Exercise: Could you convert every line of the material below into a JSON list of strings, one string per line, with blank lines omitted?

Pointing material:

========

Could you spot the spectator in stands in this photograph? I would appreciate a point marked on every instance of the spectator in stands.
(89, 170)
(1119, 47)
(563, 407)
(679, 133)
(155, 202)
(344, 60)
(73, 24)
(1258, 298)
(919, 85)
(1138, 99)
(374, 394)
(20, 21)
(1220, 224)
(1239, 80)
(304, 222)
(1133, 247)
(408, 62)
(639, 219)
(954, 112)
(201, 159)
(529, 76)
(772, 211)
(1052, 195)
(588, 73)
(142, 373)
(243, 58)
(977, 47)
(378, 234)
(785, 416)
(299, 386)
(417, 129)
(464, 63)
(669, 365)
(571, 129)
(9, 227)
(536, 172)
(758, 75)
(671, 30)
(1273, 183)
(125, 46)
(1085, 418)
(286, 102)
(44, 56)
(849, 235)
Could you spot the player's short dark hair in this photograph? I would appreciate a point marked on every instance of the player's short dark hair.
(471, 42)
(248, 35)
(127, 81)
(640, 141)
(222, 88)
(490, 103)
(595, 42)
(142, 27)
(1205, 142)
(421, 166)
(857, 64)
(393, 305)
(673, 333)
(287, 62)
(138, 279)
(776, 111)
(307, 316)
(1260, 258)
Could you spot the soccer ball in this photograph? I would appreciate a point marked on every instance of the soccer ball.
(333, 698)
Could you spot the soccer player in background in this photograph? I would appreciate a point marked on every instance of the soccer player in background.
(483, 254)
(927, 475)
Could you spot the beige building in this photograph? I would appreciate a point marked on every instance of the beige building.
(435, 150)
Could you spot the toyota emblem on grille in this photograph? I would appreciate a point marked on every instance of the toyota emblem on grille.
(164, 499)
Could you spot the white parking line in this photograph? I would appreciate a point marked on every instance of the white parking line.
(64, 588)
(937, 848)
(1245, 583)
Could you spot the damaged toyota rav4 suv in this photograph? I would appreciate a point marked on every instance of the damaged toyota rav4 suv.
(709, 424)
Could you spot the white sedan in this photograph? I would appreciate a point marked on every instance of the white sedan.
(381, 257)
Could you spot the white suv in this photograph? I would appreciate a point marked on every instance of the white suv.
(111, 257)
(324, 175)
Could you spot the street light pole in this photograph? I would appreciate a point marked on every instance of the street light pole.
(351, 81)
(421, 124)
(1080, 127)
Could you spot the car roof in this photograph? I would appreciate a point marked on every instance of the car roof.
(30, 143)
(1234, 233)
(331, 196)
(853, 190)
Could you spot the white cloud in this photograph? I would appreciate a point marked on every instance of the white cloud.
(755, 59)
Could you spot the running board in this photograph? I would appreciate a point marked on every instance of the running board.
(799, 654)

========

Exercise solution:
[
  "Could you spot the spectator in stands in this photograph? I would appreciate a point marked on every instance of the spectator in stands.",
  "(89, 170)",
  "(1119, 47)",
  "(563, 407)",
  "(679, 133)",
  "(155, 202)",
  "(344, 60)",
  "(73, 24)",
  "(1258, 298)",
  "(919, 85)",
  "(1138, 99)",
  "(374, 394)",
  "(20, 21)",
  "(1220, 224)",
  "(1239, 80)",
  "(304, 222)",
  "(1133, 247)",
  "(408, 62)",
  "(639, 219)",
  "(954, 112)",
  "(201, 159)",
  "(529, 76)",
  "(772, 211)",
  "(1052, 195)",
  "(588, 73)",
  "(142, 373)",
  "(243, 58)",
  "(977, 47)",
  "(378, 234)",
  "(785, 416)",
  "(299, 386)",
  "(417, 129)",
  "(464, 63)",
  "(669, 365)",
  "(571, 129)",
  "(9, 227)",
  "(536, 172)",
  "(758, 75)",
  "(671, 30)",
  "(1273, 183)",
  "(125, 46)",
  "(1085, 418)",
  "(286, 102)",
  "(44, 56)",
  "(849, 235)",
  "Could you spot the player's short dark hair in this photograph? I would appreciate a point marked on every instance of the player's short dark hair.",
  "(471, 42)",
  "(248, 35)",
  "(127, 81)",
  "(640, 141)",
  "(222, 88)",
  "(490, 103)",
  "(595, 42)",
  "(142, 27)",
  "(1205, 142)",
  "(421, 166)",
  "(857, 64)",
  "(393, 305)",
  "(673, 333)",
  "(287, 62)",
  "(138, 279)",
  "(776, 111)",
  "(307, 316)",
  "(1260, 258)",
  "Could you spot the soccer ball in this photograph? I would appreciate a point marked on every instance of the soccer ball.",
  "(333, 698)",
  "Could you spot the soccer player in background in this photograph? I would appreciate a point marked on every instance of the soccer player in background.",
  "(483, 254)",
  "(927, 475)",
  "Could you spot the beige building in this photograph? I would appreciate a point marked on every instance of the beige building.",
  "(435, 150)",
  "Could you spot the toyota emblem on grille in this photograph? I would appreciate a point marked on every instance of the toyota emblem on grille.",
  "(164, 499)",
  "Could you spot the white parking line in this photograph? I would appreciate a point marked on every instance of the white parking line.",
  "(64, 588)",
  "(937, 848)",
  "(1245, 583)",
  "Could you spot the damaged toyota rav4 suv in this photograph? I would appreciate a point marked on every instance of the damaged toyota rav4 suv.",
  "(709, 424)",
  "Could you spot the white sedan in this photograph? I would appreciate a point marked on every instance of the white sedan.",
  "(381, 257)",
  "Could you spot the white suv in this photograph? I would appreciate a point marked on every instance of the white suv.",
  "(111, 257)",
  "(324, 175)",
  "Could you spot the street light pole in this photograph? I would appreciate a point marked on every instance of the street light pole.",
  "(351, 81)",
  "(421, 124)",
  "(1080, 127)",
  "Could you spot the car roof in this photograph? I would appreciate a point marked on every instance of the car roof.",
  "(30, 143)",
  "(1234, 233)",
  "(331, 196)",
  "(853, 190)",
  "Could you spot the white cloud in this photograph? I would appreciate a point marked on every instance of the white cloud.",
  "(755, 59)",
  "Could you spot the running board in this photograph? I would appreciate a point marked on every instance of the running board.",
  "(799, 654)"
]